Wickremesinghe has served six stints as prime minister but never a full term

Sravasti Dasgupta
Wednesday 20 July 2022 09:00 BST
Protesters in Sri Lanka storm prime minister’s office as state of emergency declared

A week after he was appointed caretaker president, Ranil Wickremesinghe has been elected Sri Lanka’s new president after a parliament vote count on Wednesday, 20 July.

The vote could lead to political turmoil in the south Asian island state reeling from its worst economic crisis in memory.

“I need not tell you the status our country is in. Now that the election is over we have to end this division. We had 48 hours to stay divided but from now on I am ready to have a dialogue with you,” he said, asking other political parties to work with him after his election.

Days after agreeing to step down as prime minister, he was appointed Sri Lanka’s caretaker president on 13 July much to the anger of protesters who seek accountability from the government over a debilitating economic crisis.

Speaker Mahinda Yapa Abeywardhane announced Mr Wickremesinghe would become the acting president in accordance with Article 37.1 of the Sri Lankan Constitution just hours after president Gotabaya Rajapaksa fled the country in the middle of the night with his wife and bodyguards.

Mr Rajapaksa was supposed to resign on 13 July amid historic protests in the country that led to his presidential palace being occupied by protesters demanding accountability.

BRIEF A:
Transcribe the passage on Wickremesinghe's election as president of Sri Lanka, starting at "A week after" and ending at "after his election.".

RECORDED DATA:
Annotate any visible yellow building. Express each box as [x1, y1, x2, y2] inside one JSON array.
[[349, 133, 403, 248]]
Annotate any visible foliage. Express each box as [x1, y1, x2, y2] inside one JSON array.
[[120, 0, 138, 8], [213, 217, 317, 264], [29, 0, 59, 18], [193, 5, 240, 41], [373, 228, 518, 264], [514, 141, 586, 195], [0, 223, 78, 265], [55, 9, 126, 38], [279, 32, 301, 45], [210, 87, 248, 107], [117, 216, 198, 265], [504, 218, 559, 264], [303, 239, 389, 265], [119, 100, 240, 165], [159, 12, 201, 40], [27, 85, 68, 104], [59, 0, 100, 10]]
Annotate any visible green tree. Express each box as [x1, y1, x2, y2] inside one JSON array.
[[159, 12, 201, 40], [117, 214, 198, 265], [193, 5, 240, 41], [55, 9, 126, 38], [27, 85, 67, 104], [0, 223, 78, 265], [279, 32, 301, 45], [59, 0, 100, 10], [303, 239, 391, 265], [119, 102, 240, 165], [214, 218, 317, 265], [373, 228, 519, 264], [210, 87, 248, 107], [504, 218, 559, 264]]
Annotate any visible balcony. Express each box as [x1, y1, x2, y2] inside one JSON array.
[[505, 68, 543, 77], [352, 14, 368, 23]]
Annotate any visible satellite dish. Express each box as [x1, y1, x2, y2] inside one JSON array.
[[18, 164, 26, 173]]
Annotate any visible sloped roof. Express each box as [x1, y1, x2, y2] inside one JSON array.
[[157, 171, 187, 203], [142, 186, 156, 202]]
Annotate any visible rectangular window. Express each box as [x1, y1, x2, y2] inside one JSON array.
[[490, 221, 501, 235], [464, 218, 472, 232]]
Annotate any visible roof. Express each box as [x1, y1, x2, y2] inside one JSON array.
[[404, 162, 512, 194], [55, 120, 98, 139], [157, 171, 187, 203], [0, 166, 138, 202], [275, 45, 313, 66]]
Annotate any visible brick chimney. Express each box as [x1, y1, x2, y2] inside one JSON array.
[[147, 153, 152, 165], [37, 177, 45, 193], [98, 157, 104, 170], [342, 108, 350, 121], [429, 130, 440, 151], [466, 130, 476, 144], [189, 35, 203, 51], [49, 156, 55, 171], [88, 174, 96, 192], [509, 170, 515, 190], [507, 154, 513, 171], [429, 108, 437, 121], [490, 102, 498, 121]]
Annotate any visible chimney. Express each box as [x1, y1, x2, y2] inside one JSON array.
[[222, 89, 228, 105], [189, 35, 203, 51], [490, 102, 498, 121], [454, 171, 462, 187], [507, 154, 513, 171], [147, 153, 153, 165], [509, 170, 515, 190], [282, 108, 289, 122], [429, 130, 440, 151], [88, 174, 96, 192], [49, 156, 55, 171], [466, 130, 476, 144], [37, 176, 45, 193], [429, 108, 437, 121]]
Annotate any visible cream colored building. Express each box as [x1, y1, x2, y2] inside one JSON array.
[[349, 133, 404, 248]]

...

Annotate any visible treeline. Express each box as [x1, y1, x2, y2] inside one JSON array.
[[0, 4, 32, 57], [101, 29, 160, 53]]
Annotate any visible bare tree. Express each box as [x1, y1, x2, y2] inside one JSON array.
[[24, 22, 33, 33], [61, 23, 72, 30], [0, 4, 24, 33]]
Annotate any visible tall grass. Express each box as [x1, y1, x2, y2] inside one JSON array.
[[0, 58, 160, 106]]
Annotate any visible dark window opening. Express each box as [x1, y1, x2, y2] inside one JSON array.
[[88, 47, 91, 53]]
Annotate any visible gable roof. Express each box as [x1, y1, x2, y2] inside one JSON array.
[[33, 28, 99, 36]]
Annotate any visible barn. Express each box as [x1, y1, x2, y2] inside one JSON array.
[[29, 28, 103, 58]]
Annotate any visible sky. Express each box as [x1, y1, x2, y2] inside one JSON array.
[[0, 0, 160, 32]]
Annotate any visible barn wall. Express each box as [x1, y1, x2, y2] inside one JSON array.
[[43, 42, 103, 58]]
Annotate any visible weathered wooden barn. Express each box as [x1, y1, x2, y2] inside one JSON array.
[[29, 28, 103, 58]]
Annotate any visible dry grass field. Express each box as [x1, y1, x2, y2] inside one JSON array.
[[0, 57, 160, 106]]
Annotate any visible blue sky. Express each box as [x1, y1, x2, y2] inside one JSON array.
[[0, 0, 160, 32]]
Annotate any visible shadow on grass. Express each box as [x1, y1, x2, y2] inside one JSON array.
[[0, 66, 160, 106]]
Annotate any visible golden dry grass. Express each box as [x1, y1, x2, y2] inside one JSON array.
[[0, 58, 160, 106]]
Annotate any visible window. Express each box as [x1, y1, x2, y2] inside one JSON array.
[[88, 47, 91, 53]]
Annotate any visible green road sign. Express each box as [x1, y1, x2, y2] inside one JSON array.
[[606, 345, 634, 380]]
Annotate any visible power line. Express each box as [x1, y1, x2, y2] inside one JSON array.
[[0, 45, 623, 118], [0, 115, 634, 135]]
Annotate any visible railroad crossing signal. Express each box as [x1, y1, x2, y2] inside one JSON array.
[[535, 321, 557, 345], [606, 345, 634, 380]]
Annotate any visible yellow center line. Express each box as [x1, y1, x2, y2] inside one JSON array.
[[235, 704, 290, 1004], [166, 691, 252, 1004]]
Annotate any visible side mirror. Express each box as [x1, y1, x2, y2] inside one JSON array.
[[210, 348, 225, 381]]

* * *

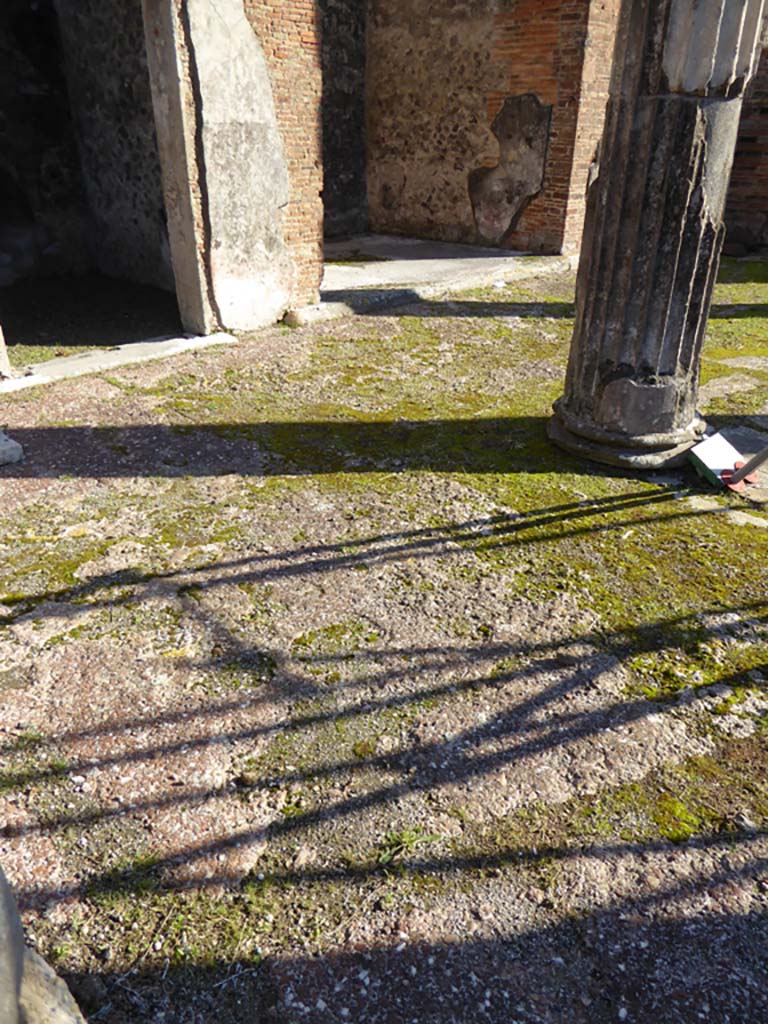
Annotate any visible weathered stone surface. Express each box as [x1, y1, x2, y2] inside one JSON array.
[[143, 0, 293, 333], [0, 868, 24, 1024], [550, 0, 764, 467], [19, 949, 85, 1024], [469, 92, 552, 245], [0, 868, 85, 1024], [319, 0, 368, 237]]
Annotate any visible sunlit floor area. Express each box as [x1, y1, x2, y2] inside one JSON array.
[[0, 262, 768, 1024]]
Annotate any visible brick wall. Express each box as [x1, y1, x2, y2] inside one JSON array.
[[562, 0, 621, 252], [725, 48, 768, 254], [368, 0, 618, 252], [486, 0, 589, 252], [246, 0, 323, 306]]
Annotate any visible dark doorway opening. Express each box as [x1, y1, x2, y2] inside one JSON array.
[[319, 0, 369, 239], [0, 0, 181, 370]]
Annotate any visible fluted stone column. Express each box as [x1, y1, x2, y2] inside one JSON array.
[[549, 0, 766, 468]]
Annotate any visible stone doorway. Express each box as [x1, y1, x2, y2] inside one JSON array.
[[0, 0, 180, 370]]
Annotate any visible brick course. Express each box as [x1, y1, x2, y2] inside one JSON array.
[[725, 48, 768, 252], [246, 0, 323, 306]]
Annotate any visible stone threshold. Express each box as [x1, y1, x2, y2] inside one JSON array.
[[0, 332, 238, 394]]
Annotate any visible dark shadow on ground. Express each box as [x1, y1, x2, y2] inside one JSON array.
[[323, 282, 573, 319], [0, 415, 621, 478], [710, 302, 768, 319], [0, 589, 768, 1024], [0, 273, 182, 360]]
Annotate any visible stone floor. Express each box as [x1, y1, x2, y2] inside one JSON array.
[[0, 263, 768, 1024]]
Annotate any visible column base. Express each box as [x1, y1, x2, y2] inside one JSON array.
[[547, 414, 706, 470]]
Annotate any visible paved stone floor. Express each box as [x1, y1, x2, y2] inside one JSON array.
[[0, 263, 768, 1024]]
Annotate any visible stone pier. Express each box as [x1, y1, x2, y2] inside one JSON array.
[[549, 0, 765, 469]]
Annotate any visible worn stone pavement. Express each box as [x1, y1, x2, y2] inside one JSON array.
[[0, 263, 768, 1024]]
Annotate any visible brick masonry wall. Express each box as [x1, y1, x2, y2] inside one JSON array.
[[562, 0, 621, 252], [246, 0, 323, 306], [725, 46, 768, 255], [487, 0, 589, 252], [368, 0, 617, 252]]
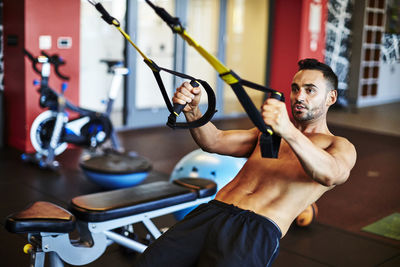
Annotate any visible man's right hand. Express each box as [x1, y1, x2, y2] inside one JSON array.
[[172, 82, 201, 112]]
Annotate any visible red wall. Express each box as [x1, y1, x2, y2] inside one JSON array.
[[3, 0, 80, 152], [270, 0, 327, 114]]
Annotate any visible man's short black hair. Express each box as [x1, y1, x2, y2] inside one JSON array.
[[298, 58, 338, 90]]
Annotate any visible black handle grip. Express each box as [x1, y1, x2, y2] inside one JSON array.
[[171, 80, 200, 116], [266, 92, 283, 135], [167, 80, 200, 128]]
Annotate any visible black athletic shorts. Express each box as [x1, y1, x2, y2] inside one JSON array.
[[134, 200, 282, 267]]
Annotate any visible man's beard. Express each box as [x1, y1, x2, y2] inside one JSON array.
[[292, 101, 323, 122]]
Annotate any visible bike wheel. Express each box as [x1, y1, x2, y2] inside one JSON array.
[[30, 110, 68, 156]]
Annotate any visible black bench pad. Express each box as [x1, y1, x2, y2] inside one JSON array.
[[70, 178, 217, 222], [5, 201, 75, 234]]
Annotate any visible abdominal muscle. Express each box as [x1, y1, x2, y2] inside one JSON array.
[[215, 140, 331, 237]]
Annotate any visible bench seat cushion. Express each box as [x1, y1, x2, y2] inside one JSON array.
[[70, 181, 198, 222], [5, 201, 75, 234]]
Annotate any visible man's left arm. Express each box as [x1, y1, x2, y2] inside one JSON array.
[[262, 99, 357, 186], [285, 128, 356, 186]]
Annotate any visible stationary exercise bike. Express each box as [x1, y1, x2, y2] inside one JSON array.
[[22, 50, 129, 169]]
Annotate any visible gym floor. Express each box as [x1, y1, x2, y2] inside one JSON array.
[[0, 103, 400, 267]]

BRIEF B:
Restate word for word the lines of the listing starting at the line that contains "Annotate any visible yellow building." and ending at the line that contains "45, 313, 66]]", both included.

COMPLETE RESPONSE A:
A week after he was appointed caretaker president, Ranil Wickremesinghe has been elected Sri Lanka’s new president after a parliament vote count on Wednesday, 20 July.

The vote could lead to political turmoil in the south Asian island state reeling from its worst economic crisis in memory.

“I need not tell you the status our country is in. Now that the election is over we have to end this division. We had 48 hours to stay divided but from now on I am ready to have a dialogue with you,” he said, asking other political parties to work with him after his election.

COMPLETE RESPONSE B:
Annotate any visible yellow building. Express each box as [x1, y1, x2, y2] inside one JSON array.
[[349, 133, 403, 248]]
Annotate any visible foliage. Express each box as [x1, y1, x2, y2] inside one JSON array.
[[120, 0, 138, 8], [213, 217, 317, 264], [29, 0, 59, 18], [193, 5, 240, 41], [373, 228, 518, 264], [514, 141, 586, 195], [0, 223, 78, 265], [55, 9, 126, 38], [279, 32, 301, 45], [210, 87, 248, 107], [117, 216, 198, 265], [504, 218, 559, 264], [303, 239, 389, 265], [119, 100, 240, 165], [159, 12, 201, 40], [27, 85, 68, 104], [59, 0, 100, 10]]
Annotate any visible green tree. Express each box as [x1, y1, x2, y2] inside one JSON array.
[[159, 12, 201, 40], [117, 214, 198, 265], [193, 5, 240, 41], [55, 9, 126, 38], [27, 85, 67, 104], [0, 223, 78, 265], [279, 32, 301, 45], [59, 0, 100, 10], [303, 239, 391, 265], [119, 102, 240, 165], [214, 218, 317, 265], [373, 228, 519, 264], [210, 87, 248, 107], [504, 218, 559, 264]]
Annotate any visible balcony. Express each box as [x1, y1, x2, y2] inside one JSON array.
[[505, 68, 543, 77], [352, 14, 368, 23]]
Annotate any visible satellite dish. Express each box as [x1, y1, x2, y2] inside one JSON array.
[[18, 164, 26, 173]]
Annotate any visible sloped roof. Express each box as [x1, y1, x2, y2] inside one JSON array.
[[157, 171, 187, 203], [142, 186, 156, 202]]
Annotate any visible rectangular window. Express each box as [x1, y1, x2, y2] inside one JSON array.
[[490, 221, 501, 235], [464, 218, 472, 232]]
Annotate any visible roof. Express each box as [x1, y1, x2, y2] inside one JSON array.
[[404, 162, 512, 194], [55, 120, 98, 139], [157, 171, 187, 203], [0, 166, 138, 202], [275, 45, 313, 66]]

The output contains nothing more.